# BRANO SCELTO
Gli attori di Hollywood stanno facendo digitalizzare la propria immagine, per creare un avatar che possa prolungare la carriera oltre la morte e annullare l’invecchiamento – almeno sullo schermo. La tecnologia è quella vista, per esempio, nei recenti film di Star Wars, dove compaiono Peter Cushing e Carrie Fisher com’erano alla fine degli anni ’70. O Samuel Jackson, che comparirà come un giovanissimo Nick Fury in Captain Marvel, in uscita l’anno prossimo. Da un utilizzo puntuale, per un singolo film, la digitalizzazione si sta facendo sistema e servizio.
Secondo l’esperto di effetti visivi Beau Janzen, questa tecnologia a lungo termine renderà del tutto normale scritturare attori deceduti. “Qualunque cosa si possa usare per rendere il film migliore, la storia migliore, sarà usata”, ha commentato. Rincara la dose Ben Morris, supervisore degli effetti speciali per Gli Ultimi Jedi, che spiega come “facciamo sempre le scansioni digitali degli attori principali dei film. Non sappiamo se ci potranno servire in futuro”.
Accade quanto si vedeva nel film The Congress, che nel 2013 raccontava appunto di attori che erano virtualmente obbligati a creare una versione digitale di sé stessi. Chissà che gli autori, all’epoca, non fossero già al corrente dei progetti di Digital Domain, società specializzata in CGI (Computer Generated Imagery, comunemente detta computer grafica) che offre proprio questo servizio.
Un attore o un’attrice può rivolgersi a loro e, per una cifra che può arrivare al milione di dollari, accumulare scansioni di sé stesso da riutilizzare in futuro. Disney lo ha fatto con Adam Driver, rendendo così immortale l’immagine del giovane Kylo Ren; potremmo vederlo recitare anche tra mille anni. E se non ci pensa il produttore, l’attore o l’attrice possono chiedere la digitalizzazione di propria iniziativa, nella speranza che la propria immagine possa continuare a lavorare e produrre denaro senza fastidiosi limiti di tempo imposti dalla biologia. Poter firmare contratti in eterno sarebbe un modo mai visto prima di assicurare una rendita ai propri eredi.
L’operazione richiede un paio di giorni, durante i quali decine di videocamere esaminano le caratteristiche dell’artista, con diversi abiti e in svariati contesti di illuminazione. La quantità di dati generati varia da 5 a 10 terabyte circa – starebbero su qualche hard disk di quelli che si possono comprare ovunque (ma si suppone che siano conservati con maggiore cura).
I dati poi permetteranno di usare l’avatar digitale in scene di ogni tipo: basterà mettere un altro attore, uno qualsiasi, di fronte alle cineprese. Poi, in fase di post produzione, il suo volto e il suo corpo saranno sostituiti con quelli della star digitale – è così che l’attrice Ingvild Deila è diventata la giovane principessa Leia in Rogue One.
Ma perché fare scansioni di due giorni con macchinari complessi, cambiando abiti e condizioni di illuminazione? L’obiettivo è ottenere la massima naturalità dell’attore virtuale, andando a compensare un aspetto che oggi lascia un po’ a desiderare. In Rogue One per esempio i personaggi digitali sembrano più che altro manichini molto sofisticati, senza riuscire a risultare convincenti come persone in carne ed ossa. Si trovano nella cosiddetta Uncanny Valley, la “zona perturbante” in cui un robot è abbastanza simile a un umano ma non del tutto, e genera una sensazione di disagio in chi lo guarda.

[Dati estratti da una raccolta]
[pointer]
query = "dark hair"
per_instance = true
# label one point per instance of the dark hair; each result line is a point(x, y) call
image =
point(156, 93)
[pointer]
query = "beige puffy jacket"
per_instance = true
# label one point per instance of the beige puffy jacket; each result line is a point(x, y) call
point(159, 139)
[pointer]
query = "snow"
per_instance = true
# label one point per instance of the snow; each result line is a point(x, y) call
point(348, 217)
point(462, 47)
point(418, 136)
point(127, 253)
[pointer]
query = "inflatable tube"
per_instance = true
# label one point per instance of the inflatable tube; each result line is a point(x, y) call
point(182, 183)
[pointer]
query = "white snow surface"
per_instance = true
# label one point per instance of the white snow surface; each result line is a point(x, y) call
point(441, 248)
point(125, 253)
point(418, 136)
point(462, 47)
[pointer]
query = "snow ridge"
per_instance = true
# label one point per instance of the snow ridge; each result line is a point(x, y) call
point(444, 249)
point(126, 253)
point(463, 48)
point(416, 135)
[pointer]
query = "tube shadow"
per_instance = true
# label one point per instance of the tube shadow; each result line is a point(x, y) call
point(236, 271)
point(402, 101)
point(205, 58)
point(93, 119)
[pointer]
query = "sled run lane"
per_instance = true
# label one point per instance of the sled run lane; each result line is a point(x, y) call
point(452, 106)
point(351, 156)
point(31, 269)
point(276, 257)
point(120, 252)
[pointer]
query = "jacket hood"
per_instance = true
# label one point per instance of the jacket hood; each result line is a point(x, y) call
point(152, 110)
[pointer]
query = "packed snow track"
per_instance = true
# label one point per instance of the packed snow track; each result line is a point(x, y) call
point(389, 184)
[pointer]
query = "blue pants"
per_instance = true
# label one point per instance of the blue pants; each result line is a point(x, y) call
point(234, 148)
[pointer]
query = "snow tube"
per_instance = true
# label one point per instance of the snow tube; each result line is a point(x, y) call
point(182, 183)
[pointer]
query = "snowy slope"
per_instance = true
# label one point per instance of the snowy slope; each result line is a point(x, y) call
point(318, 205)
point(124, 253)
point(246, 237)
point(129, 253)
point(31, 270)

# APPLICA QUANTO LETTO
[1] Secondo il brano scelto, quanti dati genera la digitalizzazione di un artista?
[2] Elenca tutte le persone reali citate per nome nel brano scelto, escludendo i personaggi dei film.
[3] Indica se ciascuna affermazione concorda con il brano scelto, rispondendo sì o no e citando le parole decisive: (a) la scansione di un artista dura circa una settimana; (b) Digital Domain è una società specializzata in CGI; (c) in Rogue One la giovane principessa Leia è interpretata da Ingvild Deila.

# SOLUZIONI DEGLI ESERCIZI
[1] Da 5 a 10 terabyte circa.

[2] Peter Cushing, Carrie Fisher, Samuel Jackson, Beau Janzen, Ben Morris, Adam Driver, Ingvild Deila.

[3]
(a) No: "L’operazione richiede un paio di giorni".
(b) Sì: "Digital Domain, società specializzata in CGI".
(c) Sì: "è così che l’attrice Ingvild Deila è diventata la giovane principessa Leia in Rogue One".